--- BEGIN ---

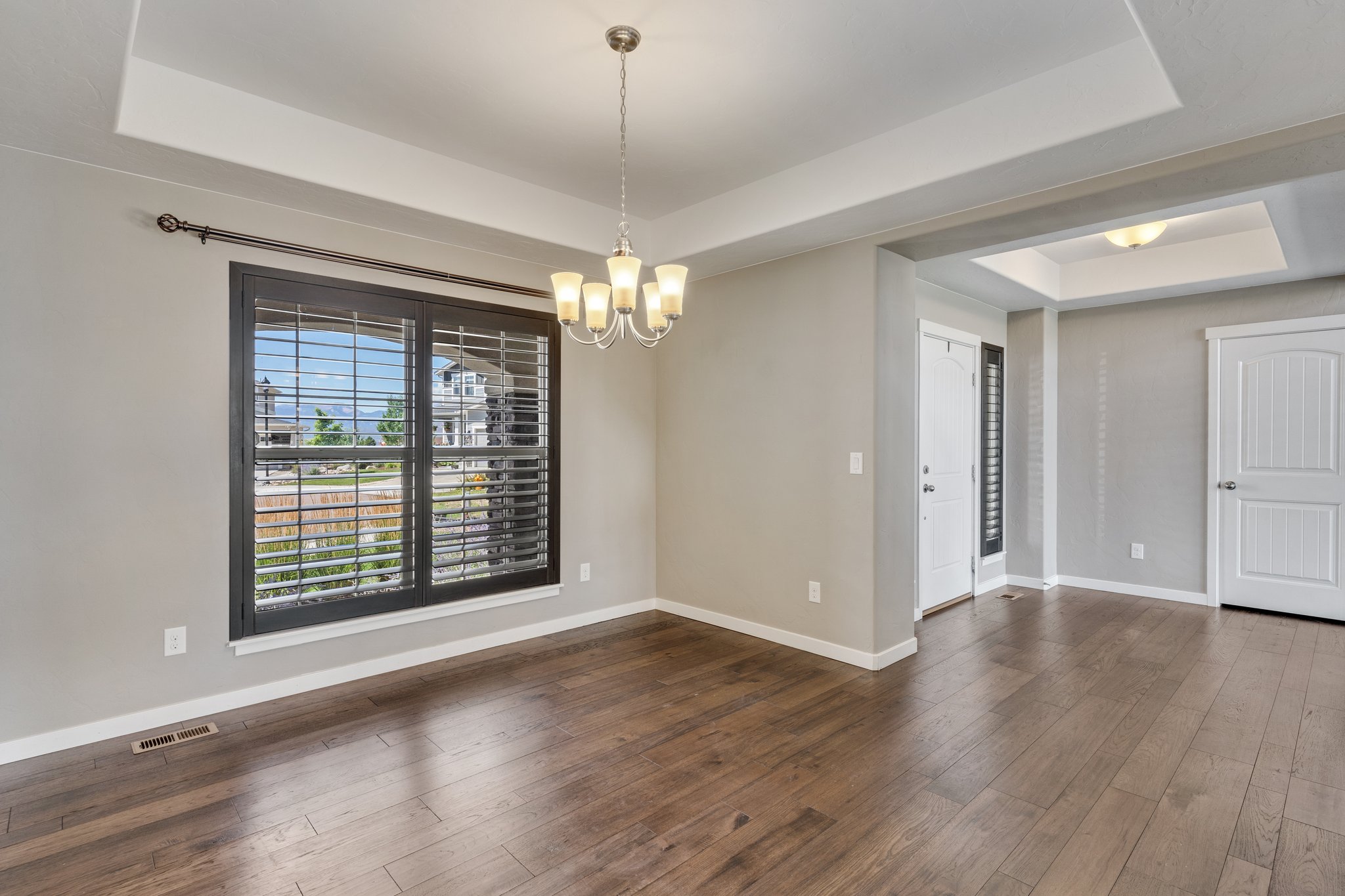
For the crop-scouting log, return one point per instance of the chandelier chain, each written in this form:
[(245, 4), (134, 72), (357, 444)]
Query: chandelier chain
[(625, 227)]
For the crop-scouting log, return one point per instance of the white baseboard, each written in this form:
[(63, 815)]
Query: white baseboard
[(201, 707), (990, 585), (1138, 590), (898, 652), (160, 716), (791, 639), (1028, 582)]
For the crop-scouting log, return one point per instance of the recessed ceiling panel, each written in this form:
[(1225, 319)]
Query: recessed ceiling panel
[(721, 95), (1216, 245)]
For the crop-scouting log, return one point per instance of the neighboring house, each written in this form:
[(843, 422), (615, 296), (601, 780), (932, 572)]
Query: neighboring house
[(460, 408), (272, 431)]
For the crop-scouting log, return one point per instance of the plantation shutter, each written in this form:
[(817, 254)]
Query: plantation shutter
[(992, 450), (393, 450), (491, 453), (332, 456)]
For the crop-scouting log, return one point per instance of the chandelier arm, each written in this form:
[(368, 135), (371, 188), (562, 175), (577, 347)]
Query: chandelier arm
[(598, 339), (650, 341)]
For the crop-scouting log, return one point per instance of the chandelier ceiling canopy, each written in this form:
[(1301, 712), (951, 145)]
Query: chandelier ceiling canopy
[(662, 296)]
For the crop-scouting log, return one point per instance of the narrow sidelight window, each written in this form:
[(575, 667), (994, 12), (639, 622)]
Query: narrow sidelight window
[(390, 449), (992, 449)]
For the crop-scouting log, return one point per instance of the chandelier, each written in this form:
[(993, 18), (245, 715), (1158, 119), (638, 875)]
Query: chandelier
[(662, 299)]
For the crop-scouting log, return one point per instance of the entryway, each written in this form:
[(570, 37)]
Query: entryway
[(947, 467)]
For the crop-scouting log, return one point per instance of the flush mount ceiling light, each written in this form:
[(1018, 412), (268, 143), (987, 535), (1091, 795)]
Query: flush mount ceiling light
[(662, 300), (1137, 236)]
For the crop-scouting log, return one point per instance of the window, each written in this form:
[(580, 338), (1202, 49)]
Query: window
[(391, 450), (992, 449)]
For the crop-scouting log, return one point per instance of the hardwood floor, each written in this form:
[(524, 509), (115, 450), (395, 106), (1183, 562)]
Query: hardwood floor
[(1067, 743)]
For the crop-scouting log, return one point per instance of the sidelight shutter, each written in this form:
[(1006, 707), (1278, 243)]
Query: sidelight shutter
[(992, 450)]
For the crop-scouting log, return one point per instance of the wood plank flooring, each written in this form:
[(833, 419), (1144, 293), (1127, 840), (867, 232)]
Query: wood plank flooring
[(1067, 743)]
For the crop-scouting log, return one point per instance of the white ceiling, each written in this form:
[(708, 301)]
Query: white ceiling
[(835, 121), (720, 95), (1273, 234), (1218, 222)]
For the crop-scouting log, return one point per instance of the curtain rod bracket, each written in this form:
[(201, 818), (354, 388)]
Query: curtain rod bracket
[(171, 223)]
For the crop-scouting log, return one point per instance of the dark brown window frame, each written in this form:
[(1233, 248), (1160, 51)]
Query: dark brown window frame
[(244, 281)]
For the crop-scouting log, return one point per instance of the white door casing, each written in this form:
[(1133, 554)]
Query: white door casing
[(1281, 431), (947, 458)]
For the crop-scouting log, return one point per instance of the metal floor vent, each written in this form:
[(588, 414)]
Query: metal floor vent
[(159, 742)]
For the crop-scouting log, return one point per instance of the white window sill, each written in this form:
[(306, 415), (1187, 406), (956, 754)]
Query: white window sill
[(386, 620)]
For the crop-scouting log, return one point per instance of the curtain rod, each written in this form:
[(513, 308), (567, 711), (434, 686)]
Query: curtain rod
[(170, 223)]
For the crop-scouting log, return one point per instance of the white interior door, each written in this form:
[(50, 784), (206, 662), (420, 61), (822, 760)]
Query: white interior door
[(947, 454), (1281, 485)]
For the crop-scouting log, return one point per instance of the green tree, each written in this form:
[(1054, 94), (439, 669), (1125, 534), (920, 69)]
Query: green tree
[(393, 426), (327, 430)]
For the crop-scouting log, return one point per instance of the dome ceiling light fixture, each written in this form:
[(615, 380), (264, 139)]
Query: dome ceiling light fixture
[(662, 299), (1137, 236)]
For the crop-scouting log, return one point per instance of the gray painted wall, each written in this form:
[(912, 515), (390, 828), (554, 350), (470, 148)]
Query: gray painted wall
[(115, 475), (762, 396), (896, 450), (1133, 427), (1030, 371)]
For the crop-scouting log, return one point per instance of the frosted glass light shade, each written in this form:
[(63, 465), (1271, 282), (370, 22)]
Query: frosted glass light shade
[(671, 282), (595, 305), (567, 288), (1137, 236), (625, 272), (654, 308)]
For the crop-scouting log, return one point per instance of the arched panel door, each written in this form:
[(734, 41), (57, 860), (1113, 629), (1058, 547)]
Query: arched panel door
[(1281, 484)]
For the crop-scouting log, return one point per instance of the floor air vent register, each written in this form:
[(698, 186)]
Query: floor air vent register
[(159, 742)]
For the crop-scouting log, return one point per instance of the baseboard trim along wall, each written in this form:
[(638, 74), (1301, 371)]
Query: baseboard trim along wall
[(1028, 582), (159, 716), (201, 707), (1137, 590), (990, 585), (790, 639)]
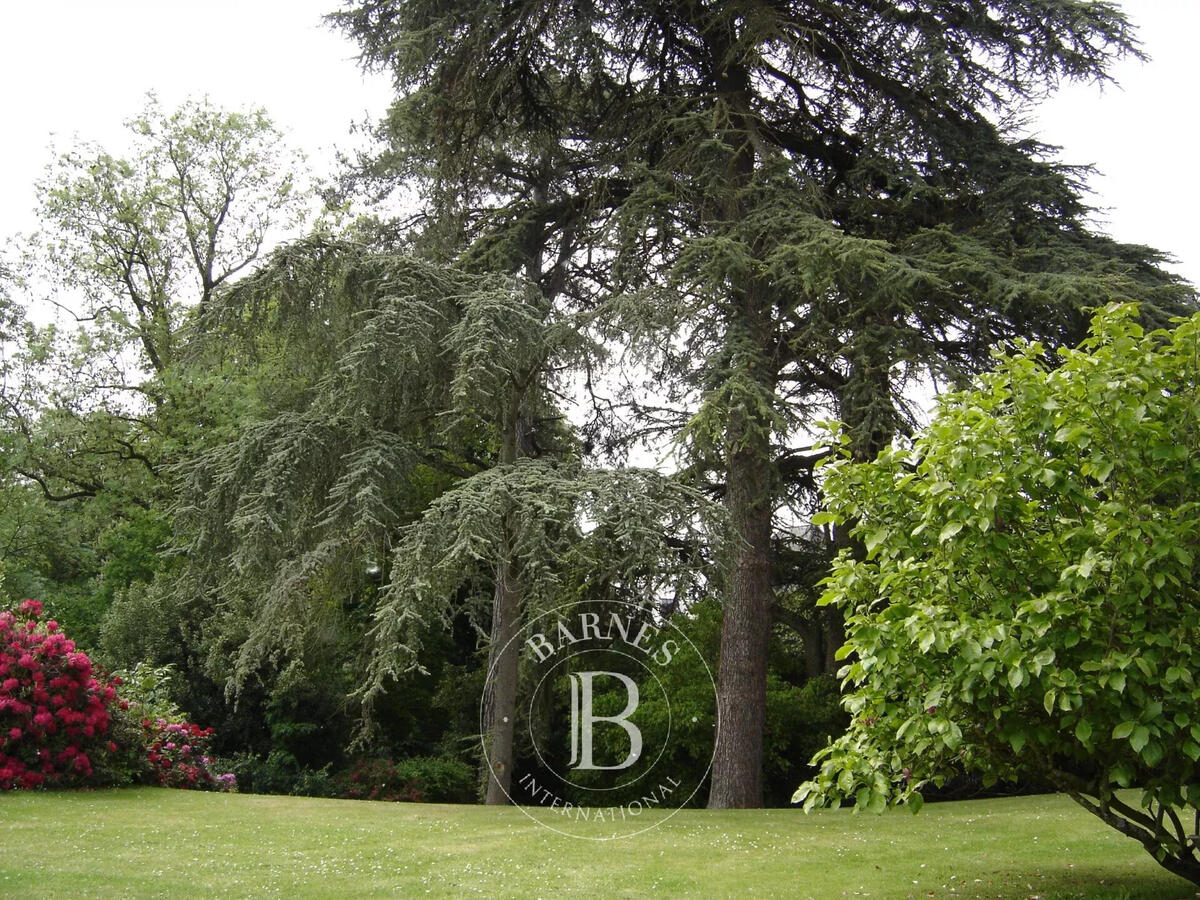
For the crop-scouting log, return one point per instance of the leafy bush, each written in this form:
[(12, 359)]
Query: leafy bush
[(179, 756), (441, 779), (377, 780), (277, 773), (54, 713), (420, 779), (1027, 603)]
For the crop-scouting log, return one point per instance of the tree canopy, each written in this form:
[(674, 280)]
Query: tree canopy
[(1027, 604), (790, 208)]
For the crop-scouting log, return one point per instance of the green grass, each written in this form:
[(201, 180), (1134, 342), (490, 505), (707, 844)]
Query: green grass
[(149, 841)]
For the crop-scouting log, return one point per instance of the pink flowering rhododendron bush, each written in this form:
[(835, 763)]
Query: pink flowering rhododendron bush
[(61, 725), (54, 713), (178, 754)]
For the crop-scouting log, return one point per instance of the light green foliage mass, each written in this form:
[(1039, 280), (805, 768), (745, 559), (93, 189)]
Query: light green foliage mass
[(1027, 600)]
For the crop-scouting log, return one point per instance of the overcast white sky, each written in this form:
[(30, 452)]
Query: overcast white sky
[(83, 66)]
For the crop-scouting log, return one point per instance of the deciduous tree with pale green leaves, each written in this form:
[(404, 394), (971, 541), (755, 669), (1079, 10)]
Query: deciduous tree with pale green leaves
[(1029, 603), (787, 207)]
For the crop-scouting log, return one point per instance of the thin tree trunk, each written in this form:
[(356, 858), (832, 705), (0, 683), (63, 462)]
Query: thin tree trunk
[(503, 684), (745, 635), (505, 651)]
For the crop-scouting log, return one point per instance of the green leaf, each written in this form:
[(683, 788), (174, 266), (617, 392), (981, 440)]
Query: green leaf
[(948, 532), (1123, 730), (1139, 738)]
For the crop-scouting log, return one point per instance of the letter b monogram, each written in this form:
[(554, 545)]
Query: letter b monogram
[(582, 720)]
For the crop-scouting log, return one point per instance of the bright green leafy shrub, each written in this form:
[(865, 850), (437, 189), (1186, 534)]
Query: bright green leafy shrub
[(1029, 601)]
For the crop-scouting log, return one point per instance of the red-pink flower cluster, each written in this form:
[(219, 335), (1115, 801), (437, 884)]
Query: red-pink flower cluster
[(179, 756), (53, 711)]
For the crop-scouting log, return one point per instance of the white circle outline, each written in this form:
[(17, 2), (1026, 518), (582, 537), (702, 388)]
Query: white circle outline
[(717, 726), (666, 741)]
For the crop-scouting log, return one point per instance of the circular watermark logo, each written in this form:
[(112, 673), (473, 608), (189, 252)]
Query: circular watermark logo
[(615, 724)]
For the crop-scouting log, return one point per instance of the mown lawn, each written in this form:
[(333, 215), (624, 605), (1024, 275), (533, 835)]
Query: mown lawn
[(147, 841)]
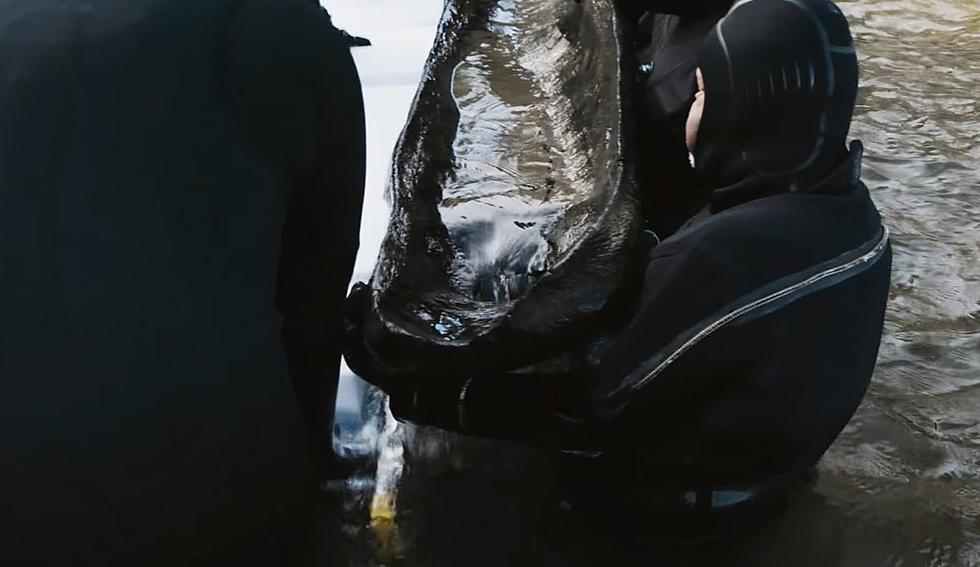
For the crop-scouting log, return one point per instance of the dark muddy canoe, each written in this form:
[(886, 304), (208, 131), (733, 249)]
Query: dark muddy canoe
[(511, 191)]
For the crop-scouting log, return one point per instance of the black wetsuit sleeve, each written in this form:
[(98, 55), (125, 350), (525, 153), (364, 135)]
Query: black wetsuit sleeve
[(298, 94), (683, 285)]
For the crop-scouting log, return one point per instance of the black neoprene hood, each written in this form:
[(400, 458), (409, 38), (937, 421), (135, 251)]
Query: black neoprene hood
[(780, 85)]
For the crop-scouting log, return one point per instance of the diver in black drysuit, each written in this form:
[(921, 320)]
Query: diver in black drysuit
[(759, 321), (667, 35), (180, 189)]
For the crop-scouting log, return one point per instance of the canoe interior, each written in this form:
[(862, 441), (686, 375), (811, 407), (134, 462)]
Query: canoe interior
[(511, 188)]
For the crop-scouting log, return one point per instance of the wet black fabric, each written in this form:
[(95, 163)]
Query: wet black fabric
[(754, 401), (169, 172), (776, 119), (668, 38)]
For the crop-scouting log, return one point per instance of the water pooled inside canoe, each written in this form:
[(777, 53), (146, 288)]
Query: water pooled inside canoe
[(508, 165), (513, 180)]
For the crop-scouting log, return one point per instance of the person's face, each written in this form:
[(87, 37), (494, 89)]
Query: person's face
[(694, 116)]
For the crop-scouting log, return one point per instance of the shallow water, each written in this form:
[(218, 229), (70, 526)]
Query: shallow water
[(512, 181), (902, 484)]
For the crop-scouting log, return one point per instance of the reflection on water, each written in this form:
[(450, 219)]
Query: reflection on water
[(511, 184), (901, 486)]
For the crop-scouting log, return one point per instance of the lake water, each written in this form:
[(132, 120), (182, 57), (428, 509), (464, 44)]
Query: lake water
[(902, 484)]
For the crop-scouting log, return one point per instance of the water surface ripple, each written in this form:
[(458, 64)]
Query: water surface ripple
[(902, 485)]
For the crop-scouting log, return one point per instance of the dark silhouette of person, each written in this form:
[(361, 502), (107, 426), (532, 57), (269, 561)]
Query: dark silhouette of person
[(180, 197)]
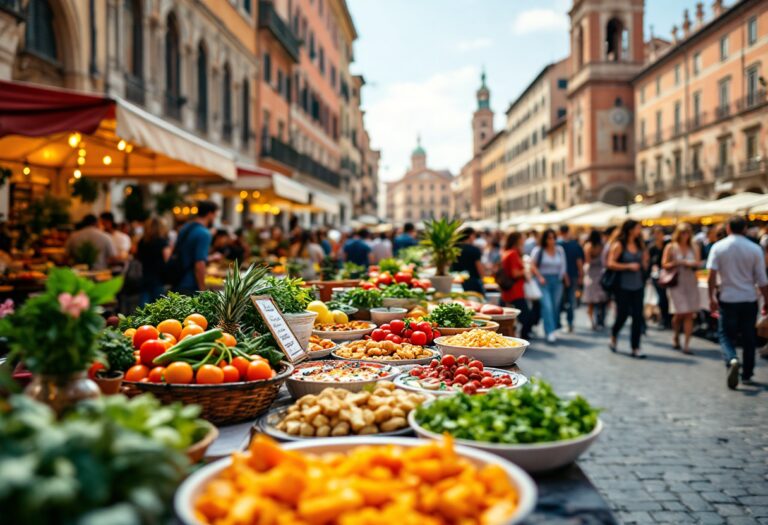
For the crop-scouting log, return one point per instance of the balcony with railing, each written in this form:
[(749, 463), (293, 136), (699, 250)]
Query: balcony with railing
[(285, 154), (271, 21)]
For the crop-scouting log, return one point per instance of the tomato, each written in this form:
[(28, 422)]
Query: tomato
[(170, 326), (179, 372), (94, 369), (156, 374), (150, 350), (191, 329), (231, 374), (419, 338), (227, 339), (136, 373), (144, 333), (241, 364), (209, 375), (259, 370), (403, 277), (397, 326)]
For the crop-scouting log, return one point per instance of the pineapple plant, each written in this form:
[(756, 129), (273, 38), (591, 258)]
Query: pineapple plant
[(235, 299)]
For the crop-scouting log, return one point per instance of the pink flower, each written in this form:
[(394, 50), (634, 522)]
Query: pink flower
[(74, 305)]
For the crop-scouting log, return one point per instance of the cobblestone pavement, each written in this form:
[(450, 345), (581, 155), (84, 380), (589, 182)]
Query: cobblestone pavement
[(679, 447)]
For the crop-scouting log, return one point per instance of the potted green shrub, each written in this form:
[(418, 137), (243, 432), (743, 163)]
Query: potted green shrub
[(441, 238), (55, 336)]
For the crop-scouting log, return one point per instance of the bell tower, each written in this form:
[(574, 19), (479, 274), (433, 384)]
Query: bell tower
[(606, 53), (482, 118)]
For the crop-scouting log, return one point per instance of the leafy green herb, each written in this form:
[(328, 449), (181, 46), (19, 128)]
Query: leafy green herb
[(530, 414), (451, 315)]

--- END ---

Direction:
Render the material as a JSON list of strings, one string per line with blank lines omitted, starting at the beginning of the material and ending at the line that contains "[(390, 449), (992, 449)]". Leave out the pictures.

Complete response:
[
  "For the crop-scouting log, return one point per instance of the chandelier chain, each written in this form:",
  "[(245, 4), (134, 72), (357, 444)]",
  "Query: chandelier chain",
  "[(625, 227)]",
  "For the crop-scouting log, return one point per instance of the white baseboard, each written in this form:",
  "[(63, 815)]",
  "Query: white baseboard",
  "[(201, 707), (990, 585), (1138, 590), (898, 652), (160, 716), (791, 639), (1028, 582)]",
  "For the crop-scouting log, return one point per instance of the recessed ceiling panel, each written in this form:",
  "[(1225, 319)]",
  "Query: recessed ceiling panel",
  "[(721, 95), (1216, 245)]",
  "For the crop-scouting log, return one point per instance of the neighboring house, each written in this form:",
  "[(843, 422), (615, 296), (601, 780), (932, 572)]",
  "Query: neighboring house",
  "[(460, 408), (272, 431)]",
  "For the crop-scouting log, return one point per instance of the plantation shutter, each written in this form:",
  "[(817, 254)]",
  "Query: plantation shutter",
  "[(992, 450), (393, 450), (491, 453), (332, 456)]",
  "For the crop-scouting log, return one point per instance of the chandelier arm, each written in this form:",
  "[(368, 135), (371, 188), (562, 175), (577, 347)]",
  "Query: chandelier arm",
  "[(598, 339), (650, 341)]",
  "For the crop-scouting log, return one point per instance of the chandelier ceiling canopy, each written in this form:",
  "[(1301, 712), (951, 145)]",
  "Query: chandelier ceiling canopy",
  "[(662, 296)]",
  "For the crop-scouting log, return one point per instance of the narrow sidelight window, each written in this form:",
  "[(575, 667), (994, 12), (639, 622)]",
  "Query: narrow sidelight window",
  "[(390, 449), (992, 449)]"
]